Repeat these lines verbatim, everything from the one containing "Would you say there is any swan's wing" down to the one containing "left=121, top=61, right=180, bottom=87", with both of those included.
++++ Exercise inputs
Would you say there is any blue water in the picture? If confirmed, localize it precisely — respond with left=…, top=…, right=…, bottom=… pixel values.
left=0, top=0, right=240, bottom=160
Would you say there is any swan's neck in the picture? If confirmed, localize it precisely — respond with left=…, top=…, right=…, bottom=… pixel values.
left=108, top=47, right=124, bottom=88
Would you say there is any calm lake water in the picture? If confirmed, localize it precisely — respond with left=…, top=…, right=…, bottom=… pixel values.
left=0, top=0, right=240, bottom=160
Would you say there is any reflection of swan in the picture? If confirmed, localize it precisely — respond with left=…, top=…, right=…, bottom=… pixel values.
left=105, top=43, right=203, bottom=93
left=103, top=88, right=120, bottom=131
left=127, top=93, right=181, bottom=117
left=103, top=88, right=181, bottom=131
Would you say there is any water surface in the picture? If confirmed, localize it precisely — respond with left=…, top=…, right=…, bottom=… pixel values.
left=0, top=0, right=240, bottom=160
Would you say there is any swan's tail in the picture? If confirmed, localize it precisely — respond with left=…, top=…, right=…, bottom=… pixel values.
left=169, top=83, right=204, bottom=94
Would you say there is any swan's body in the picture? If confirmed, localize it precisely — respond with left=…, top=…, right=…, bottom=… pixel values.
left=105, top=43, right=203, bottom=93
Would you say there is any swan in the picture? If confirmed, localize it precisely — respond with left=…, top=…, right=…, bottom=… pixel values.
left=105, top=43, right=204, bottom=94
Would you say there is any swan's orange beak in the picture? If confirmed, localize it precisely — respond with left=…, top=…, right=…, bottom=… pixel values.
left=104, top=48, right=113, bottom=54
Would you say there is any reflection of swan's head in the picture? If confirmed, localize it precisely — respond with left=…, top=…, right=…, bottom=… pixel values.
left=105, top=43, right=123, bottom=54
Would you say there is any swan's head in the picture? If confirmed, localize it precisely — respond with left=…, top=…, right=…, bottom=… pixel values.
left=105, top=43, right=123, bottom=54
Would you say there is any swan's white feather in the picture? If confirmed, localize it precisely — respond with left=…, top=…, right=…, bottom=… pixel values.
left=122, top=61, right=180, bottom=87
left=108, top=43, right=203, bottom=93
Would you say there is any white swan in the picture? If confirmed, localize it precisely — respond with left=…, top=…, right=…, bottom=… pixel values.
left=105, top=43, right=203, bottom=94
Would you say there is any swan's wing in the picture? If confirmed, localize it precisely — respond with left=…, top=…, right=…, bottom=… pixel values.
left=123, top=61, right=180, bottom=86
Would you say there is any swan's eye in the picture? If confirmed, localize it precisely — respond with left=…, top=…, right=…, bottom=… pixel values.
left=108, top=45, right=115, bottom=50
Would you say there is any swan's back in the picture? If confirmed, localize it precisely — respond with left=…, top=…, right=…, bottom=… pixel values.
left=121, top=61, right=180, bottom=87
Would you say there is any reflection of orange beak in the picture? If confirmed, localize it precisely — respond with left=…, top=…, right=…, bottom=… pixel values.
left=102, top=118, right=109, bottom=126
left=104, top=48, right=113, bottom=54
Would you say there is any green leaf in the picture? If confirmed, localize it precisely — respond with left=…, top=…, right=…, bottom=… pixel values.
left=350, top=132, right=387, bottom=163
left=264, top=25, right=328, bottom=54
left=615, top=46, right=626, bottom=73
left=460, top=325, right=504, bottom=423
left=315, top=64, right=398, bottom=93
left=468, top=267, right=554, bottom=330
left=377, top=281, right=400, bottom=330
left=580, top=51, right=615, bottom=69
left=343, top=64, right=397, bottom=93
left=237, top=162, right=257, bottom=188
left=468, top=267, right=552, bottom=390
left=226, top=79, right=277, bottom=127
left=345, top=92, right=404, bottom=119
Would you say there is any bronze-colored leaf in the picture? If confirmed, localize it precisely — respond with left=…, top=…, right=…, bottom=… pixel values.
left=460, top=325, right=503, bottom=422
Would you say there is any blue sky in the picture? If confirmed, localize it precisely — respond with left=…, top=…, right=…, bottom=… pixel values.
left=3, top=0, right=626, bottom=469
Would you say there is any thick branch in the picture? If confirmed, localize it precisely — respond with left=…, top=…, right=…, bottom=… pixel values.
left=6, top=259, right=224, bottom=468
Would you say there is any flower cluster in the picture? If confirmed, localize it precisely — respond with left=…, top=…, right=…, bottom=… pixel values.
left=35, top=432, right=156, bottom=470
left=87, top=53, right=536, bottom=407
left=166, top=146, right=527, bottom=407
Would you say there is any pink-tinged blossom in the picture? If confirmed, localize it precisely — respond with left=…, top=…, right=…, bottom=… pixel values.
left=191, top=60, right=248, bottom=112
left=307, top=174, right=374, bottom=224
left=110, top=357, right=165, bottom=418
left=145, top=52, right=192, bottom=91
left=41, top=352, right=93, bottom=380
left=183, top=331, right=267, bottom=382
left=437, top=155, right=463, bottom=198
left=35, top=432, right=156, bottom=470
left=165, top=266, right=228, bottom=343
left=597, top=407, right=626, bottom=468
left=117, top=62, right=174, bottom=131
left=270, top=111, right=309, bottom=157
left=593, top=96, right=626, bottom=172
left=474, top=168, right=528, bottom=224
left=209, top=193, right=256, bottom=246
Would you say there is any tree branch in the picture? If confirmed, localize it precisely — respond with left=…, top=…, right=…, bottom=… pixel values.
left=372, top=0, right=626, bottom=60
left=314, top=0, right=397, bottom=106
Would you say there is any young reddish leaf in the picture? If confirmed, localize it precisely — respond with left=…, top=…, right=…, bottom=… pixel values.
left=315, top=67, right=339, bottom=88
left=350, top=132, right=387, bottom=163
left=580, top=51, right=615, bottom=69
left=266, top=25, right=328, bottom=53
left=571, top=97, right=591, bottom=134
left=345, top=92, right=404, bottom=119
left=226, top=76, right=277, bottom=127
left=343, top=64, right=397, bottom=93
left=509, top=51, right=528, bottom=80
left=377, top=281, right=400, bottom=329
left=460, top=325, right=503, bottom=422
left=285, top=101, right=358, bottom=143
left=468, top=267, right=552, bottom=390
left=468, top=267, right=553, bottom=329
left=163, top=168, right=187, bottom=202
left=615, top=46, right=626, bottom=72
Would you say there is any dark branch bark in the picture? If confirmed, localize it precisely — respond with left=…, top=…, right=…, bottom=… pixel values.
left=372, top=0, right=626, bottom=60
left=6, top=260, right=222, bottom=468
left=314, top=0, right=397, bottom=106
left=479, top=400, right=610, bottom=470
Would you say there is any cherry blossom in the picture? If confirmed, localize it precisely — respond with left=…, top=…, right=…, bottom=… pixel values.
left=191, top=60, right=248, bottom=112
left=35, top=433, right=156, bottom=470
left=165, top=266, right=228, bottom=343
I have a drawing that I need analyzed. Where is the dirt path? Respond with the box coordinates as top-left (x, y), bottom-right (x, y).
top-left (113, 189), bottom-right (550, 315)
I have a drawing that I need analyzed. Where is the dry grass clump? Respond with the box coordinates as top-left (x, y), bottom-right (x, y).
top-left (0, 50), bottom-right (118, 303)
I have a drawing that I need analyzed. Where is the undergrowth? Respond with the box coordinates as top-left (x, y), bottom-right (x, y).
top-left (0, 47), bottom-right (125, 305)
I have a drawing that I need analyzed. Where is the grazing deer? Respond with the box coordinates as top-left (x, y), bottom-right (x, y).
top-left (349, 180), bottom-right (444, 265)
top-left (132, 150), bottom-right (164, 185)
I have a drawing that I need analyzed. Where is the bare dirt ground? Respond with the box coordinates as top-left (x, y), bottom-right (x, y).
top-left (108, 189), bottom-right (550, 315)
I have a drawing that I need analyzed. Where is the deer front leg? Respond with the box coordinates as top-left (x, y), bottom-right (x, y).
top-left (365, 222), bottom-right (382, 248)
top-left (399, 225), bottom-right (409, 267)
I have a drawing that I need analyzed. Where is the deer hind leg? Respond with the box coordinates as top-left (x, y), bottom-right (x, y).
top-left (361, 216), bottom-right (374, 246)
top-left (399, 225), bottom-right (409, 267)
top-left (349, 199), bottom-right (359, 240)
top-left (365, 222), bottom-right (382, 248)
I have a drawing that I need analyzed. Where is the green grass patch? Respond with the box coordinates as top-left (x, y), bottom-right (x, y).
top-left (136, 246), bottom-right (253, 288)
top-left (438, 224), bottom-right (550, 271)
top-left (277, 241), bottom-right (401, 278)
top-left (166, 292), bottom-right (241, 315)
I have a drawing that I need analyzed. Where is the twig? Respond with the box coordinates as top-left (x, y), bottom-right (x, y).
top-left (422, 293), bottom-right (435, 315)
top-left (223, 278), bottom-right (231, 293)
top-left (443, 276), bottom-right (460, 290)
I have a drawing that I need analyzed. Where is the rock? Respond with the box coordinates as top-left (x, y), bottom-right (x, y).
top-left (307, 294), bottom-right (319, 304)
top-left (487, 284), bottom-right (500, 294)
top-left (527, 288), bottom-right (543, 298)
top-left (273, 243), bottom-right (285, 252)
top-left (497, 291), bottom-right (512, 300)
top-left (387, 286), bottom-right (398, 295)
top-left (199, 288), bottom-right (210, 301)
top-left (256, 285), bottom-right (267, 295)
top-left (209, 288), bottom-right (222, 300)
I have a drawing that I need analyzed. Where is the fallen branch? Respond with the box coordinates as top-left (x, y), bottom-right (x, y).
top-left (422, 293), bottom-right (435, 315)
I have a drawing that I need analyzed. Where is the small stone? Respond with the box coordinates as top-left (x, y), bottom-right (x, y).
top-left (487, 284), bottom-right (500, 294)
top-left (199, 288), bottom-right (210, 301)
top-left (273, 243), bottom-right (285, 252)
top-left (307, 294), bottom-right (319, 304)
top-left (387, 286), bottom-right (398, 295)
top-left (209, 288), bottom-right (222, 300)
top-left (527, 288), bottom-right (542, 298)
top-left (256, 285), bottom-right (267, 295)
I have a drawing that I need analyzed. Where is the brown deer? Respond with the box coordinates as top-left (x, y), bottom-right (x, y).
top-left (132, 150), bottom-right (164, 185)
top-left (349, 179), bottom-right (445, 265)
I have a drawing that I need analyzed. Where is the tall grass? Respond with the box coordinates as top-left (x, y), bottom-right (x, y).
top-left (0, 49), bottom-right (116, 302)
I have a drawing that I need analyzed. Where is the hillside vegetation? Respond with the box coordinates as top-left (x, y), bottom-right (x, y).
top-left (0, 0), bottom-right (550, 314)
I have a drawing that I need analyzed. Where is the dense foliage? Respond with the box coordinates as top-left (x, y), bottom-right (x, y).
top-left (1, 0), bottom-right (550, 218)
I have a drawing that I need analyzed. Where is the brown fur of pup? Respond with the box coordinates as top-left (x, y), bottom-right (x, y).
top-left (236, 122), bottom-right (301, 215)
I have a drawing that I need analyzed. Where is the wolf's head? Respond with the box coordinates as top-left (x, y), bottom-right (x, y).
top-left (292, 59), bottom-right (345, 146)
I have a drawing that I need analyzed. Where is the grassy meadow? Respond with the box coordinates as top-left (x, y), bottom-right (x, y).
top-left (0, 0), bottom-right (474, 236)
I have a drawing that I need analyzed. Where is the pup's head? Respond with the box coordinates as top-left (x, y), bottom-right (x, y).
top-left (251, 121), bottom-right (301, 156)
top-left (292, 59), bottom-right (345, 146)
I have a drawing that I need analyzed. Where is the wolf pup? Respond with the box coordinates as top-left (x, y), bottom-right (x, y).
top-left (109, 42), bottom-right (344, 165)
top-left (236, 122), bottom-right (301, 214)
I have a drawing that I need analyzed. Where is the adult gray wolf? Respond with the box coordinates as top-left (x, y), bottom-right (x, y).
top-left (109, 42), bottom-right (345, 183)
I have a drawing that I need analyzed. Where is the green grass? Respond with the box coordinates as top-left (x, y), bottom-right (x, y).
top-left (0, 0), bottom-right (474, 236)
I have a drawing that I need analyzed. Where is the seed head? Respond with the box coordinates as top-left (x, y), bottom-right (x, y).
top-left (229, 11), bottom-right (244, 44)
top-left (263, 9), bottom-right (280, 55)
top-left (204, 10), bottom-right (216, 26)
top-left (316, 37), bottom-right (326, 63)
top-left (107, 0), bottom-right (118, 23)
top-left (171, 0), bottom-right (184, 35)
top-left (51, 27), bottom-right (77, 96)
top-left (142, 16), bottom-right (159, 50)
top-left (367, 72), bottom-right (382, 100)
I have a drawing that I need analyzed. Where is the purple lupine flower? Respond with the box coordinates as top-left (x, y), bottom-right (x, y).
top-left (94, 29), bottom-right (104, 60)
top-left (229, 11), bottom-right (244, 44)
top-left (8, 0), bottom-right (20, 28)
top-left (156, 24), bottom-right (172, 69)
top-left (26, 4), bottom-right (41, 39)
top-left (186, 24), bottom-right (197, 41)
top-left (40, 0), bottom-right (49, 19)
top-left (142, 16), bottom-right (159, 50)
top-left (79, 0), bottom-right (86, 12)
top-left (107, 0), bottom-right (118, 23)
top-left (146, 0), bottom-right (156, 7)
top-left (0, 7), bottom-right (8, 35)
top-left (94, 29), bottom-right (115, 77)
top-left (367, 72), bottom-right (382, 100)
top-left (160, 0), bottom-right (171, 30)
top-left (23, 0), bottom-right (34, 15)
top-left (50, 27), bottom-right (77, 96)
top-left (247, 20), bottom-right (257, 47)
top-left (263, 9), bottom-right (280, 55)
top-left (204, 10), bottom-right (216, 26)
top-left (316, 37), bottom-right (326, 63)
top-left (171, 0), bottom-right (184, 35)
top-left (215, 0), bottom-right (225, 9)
++++++++
In response:
Would you say there is any swan's wing in the picture? If confirmed, localize it precisely — respond with left=…, top=…, right=…, bottom=… pixel values.
left=123, top=61, right=180, bottom=86
Would you say there is any swan's eye in the picture? If confirmed, localize it precisely — respond with left=…, top=…, right=…, bottom=… pixel values.
left=108, top=45, right=115, bottom=50
Would you say there is any swan's back in the picture? If confirmed, localize it precisely — respond with left=…, top=…, right=…, bottom=… pixel values.
left=121, top=61, right=180, bottom=87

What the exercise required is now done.